Pull out the stretch of the listing below from the line containing "Give the outline of every instance of the wooden" through the line containing "[[[73,160],[69,160],[69,185],[73,185]]]", both lines included, and reproduce it character for character.

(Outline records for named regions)

## BEGIN

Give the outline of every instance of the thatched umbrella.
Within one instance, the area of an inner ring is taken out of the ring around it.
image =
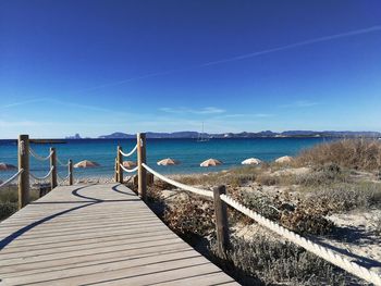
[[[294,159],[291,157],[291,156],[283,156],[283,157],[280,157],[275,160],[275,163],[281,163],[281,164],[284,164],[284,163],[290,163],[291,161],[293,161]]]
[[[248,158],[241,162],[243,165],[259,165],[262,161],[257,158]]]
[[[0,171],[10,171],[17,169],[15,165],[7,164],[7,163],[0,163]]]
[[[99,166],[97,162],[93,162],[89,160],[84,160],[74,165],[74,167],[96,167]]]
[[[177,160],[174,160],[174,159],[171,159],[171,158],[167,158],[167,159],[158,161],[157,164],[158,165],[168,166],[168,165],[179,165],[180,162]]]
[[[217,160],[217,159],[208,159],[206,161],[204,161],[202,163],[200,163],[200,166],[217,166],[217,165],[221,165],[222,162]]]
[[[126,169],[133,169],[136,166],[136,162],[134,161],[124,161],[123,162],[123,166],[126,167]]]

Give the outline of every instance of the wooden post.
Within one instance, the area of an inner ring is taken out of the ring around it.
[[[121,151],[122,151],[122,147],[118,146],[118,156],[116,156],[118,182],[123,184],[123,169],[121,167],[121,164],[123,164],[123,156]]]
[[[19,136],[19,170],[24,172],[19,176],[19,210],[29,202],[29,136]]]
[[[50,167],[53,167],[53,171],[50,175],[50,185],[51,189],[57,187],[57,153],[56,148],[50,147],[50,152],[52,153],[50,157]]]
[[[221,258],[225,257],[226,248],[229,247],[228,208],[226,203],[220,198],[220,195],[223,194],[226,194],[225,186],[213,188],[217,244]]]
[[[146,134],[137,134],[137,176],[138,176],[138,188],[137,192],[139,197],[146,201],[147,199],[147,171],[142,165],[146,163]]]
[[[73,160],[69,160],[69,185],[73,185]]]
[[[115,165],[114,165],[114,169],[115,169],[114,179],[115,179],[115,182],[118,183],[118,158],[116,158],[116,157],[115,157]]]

## END
## BEGIN

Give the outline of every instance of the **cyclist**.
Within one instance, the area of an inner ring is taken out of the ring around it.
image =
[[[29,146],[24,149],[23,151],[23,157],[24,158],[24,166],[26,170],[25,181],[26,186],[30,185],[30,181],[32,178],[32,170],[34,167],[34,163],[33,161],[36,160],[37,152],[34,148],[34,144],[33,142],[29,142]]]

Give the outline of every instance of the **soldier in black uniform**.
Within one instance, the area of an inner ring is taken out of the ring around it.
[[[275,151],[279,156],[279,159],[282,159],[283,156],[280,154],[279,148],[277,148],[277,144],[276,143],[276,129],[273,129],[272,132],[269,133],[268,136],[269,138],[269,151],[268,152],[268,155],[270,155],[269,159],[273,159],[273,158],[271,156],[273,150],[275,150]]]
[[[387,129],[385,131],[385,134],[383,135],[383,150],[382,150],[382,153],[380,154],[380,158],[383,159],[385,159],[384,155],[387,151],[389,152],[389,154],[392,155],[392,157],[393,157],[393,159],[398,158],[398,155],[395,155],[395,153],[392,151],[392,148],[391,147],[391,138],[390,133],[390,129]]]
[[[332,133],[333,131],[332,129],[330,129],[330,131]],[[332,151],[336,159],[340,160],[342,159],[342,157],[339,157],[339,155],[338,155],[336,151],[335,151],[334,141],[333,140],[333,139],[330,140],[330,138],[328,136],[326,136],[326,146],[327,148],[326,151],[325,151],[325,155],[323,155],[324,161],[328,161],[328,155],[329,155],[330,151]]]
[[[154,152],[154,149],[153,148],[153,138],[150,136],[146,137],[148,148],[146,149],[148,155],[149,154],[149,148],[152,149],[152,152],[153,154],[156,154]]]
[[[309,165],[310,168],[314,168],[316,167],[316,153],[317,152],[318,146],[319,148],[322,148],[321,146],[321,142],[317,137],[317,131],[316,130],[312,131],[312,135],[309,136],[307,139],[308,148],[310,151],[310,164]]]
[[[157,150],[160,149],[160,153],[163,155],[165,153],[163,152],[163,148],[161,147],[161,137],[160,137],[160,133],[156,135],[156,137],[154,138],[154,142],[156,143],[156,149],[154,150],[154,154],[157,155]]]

## END
## BEGIN

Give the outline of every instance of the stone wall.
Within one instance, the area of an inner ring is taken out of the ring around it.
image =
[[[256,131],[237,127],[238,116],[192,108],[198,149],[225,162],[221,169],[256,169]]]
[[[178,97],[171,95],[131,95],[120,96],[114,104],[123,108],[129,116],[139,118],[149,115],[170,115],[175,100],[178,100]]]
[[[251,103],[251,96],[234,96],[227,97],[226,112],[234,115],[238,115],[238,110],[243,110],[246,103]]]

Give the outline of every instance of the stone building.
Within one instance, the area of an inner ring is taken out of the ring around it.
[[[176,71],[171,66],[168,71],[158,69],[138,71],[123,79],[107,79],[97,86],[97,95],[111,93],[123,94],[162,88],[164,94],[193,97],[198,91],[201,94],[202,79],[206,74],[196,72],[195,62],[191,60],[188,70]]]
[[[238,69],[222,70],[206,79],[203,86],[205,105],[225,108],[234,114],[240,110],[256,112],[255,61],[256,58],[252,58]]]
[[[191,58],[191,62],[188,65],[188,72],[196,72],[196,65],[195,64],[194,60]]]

## END

**Task result**
Give the outline of every instance of the wooden post.
Within one instance, the area of an inner ring is taken out of the ring around it.
[[[121,151],[122,151],[122,147],[118,146],[118,156],[116,156],[118,182],[123,184],[123,169],[121,167],[121,164],[123,164],[123,156]]]
[[[19,136],[19,170],[24,172],[19,176],[19,210],[29,202],[29,136]]]
[[[50,167],[53,167],[53,171],[50,175],[50,185],[51,189],[57,187],[57,153],[56,148],[50,147],[50,152],[52,153],[50,157]]]
[[[221,258],[225,257],[226,248],[229,247],[228,208],[226,203],[220,198],[220,195],[223,194],[226,194],[225,186],[213,188],[217,244]]]
[[[146,134],[137,134],[137,176],[138,176],[138,188],[137,192],[139,197],[146,201],[147,199],[147,171],[142,165],[146,163]]]
[[[73,160],[69,160],[69,185],[73,185]]]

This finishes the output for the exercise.